* Task item
What should come back is the data below, word for word, minus any picture.

Top of Task inputs

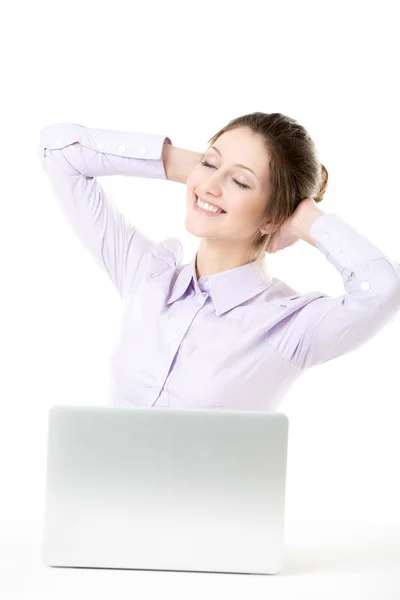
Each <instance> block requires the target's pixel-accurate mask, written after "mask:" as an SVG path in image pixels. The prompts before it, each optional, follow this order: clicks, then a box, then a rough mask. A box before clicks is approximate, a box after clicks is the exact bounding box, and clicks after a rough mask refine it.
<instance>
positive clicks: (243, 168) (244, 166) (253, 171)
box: [209, 146, 259, 179]
mask: <svg viewBox="0 0 400 600" xmlns="http://www.w3.org/2000/svg"><path fill="white" fill-rule="evenodd" d="M211 148H212V149H213V150H216V151H217V152H218V154H219V155H220V156H221V157H222V154H221V152H220V151H219V150H218V148H217V147H216V146H210V148H209V150H211ZM233 166H234V167H242V168H243V169H247V170H248V171H251V172H252V173H253V175H255V176H256V177H257V175H256V174H255V173H254V171H253V169H250V167H246V166H245V165H242V164H241V163H235V164H234V165H233ZM257 179H259V178H258V177H257Z"/></svg>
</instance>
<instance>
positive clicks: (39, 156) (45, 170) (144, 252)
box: [39, 123, 172, 298]
mask: <svg viewBox="0 0 400 600" xmlns="http://www.w3.org/2000/svg"><path fill="white" fill-rule="evenodd" d="M74 142H79V143H80V146H73V145H72V144H73V143H74ZM164 143H167V144H172V142H171V139H170V138H169V137H167V136H165V135H161V134H149V133H140V132H127V131H115V130H109V129H94V128H88V127H85V126H83V125H79V124H77V123H56V124H54V125H48V126H46V127H44V128H43V129H42V130H41V132H40V144H39V159H40V162H41V164H42V166H43V168H44V170H45V172H46V174H47V176H48V178H49V180H50V182H51V185H52V188H53V191H54V194H55V197H56V199H57V201H58V204H59V206H60V208H61V210H62V212H63V214H64V216H65V217H66V219H67V221H68V222H69V224H70V225H71V227H72V229H73V230H74V231H75V234H76V235H77V237H78V238H79V240H80V241H81V242H82V244H83V246H84V247H85V248H86V250H87V251H88V252H89V253H90V255H91V256H92V257H93V258H94V260H95V261H96V263H97V264H98V265H99V266H100V268H101V269H102V270H103V271H105V272H106V273H107V274H108V276H109V277H110V279H111V281H112V282H113V284H114V286H115V287H116V289H117V291H118V293H119V295H120V297H121V298H124V296H125V295H126V294H127V293H128V292H129V290H130V289H131V288H132V285H133V283H134V280H135V277H136V276H138V273H139V267H140V266H141V263H142V260H143V258H144V256H145V255H146V254H147V253H148V252H149V250H151V249H152V248H153V247H154V245H155V244H156V242H155V241H153V240H151V239H150V238H148V237H147V236H145V235H144V234H143V233H142V232H141V231H139V230H138V229H137V228H136V227H135V226H134V225H132V224H130V223H129V222H128V221H127V220H126V218H125V217H124V216H123V215H122V213H121V212H120V211H119V210H118V209H117V207H116V205H115V204H114V202H113V201H112V199H111V197H110V196H109V194H107V193H106V192H105V190H104V189H103V187H102V185H101V184H100V183H99V181H98V180H97V179H96V177H98V176H107V175H125V176H133V177H148V178H155V179H167V177H166V173H165V170H164V165H163V161H162V149H163V144H164Z"/></svg>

Bottom of Task inputs

* Response box
Each <instance> block requires the target's pixel-accurate mask, written after "mask:" as an SVG path in image pixels. The prompts before it, each optional, follow this order: clicks, then a box, then a rough mask. A box before clicks is approximate, a box after clicks is the exact bounding box, and clicks after a rough mask refine it.
<instance>
positive clicks: (243, 168) (244, 166) (253, 171)
box: [209, 146, 259, 179]
mask: <svg viewBox="0 0 400 600" xmlns="http://www.w3.org/2000/svg"><path fill="white" fill-rule="evenodd" d="M211 148H212V149H213V150H216V151H217V152H218V154H219V155H220V156H221V157H222V154H221V152H220V151H219V150H218V148H217V147H216V146H210V148H209V150H211ZM233 166H234V167H242V168H243V169H247V170H248V171H251V172H252V173H253V175H255V176H256V177H257V175H256V174H255V173H254V171H253V169H250V167H246V166H245V165H242V164H241V163H235V164H234V165H233ZM257 179H259V178H258V177H257Z"/></svg>
</instance>
<instance>
positive clicks: (39, 156) (45, 170) (144, 252)
box: [39, 123, 172, 298]
mask: <svg viewBox="0 0 400 600" xmlns="http://www.w3.org/2000/svg"><path fill="white" fill-rule="evenodd" d="M74 142H79V143H80V146H73V145H72V144H73V143H74ZM164 143H167V144H172V142H171V139H170V138H169V137H167V136H165V135H161V134H149V133H140V132H127V131H115V130H109V129H94V128H88V127H85V126H83V125H79V124H77V123H56V124H54V125H48V126H46V127H44V128H43V129H42V130H41V132H40V144H39V159H40V162H41V164H42V166H43V168H44V170H45V172H46V174H47V176H48V178H49V180H50V182H51V185H52V188H53V191H54V194H55V197H56V199H57V201H58V204H59V206H60V208H61V210H62V212H63V214H64V216H65V217H66V219H67V221H68V222H69V224H70V225H71V227H72V229H73V230H74V231H75V234H76V235H77V237H78V238H79V240H80V241H81V242H82V244H83V246H84V247H85V248H86V250H87V251H88V252H89V253H90V255H91V256H92V257H93V258H94V260H95V261H96V263H97V264H98V265H99V266H100V268H101V269H102V270H103V271H105V272H106V273H107V274H108V276H109V277H110V279H111V281H112V282H113V284H114V286H115V287H116V289H117V291H118V293H119V295H120V297H121V298H124V296H125V295H126V294H127V293H128V292H129V290H130V289H131V288H132V285H133V283H134V280H135V277H136V276H138V273H139V267H140V266H141V263H142V260H143V258H144V256H145V255H146V254H147V253H148V252H149V250H151V249H152V248H153V247H154V245H155V244H156V242H155V241H153V240H151V239H150V238H148V237H147V236H145V235H144V234H143V233H142V232H141V231H139V230H138V229H137V228H136V227H135V226H134V225H132V224H130V223H129V222H128V221H127V220H126V218H125V217H124V216H123V215H122V213H121V212H120V211H119V210H118V209H117V207H116V205H115V204H114V202H113V201H112V199H111V197H110V196H109V194H107V193H106V192H105V190H104V189H103V187H102V185H101V184H100V183H99V181H98V180H97V179H96V177H98V176H107V175H125V176H133V177H148V178H155V179H167V177H166V173H165V170H164V165H163V161H162V149H163V144H164Z"/></svg>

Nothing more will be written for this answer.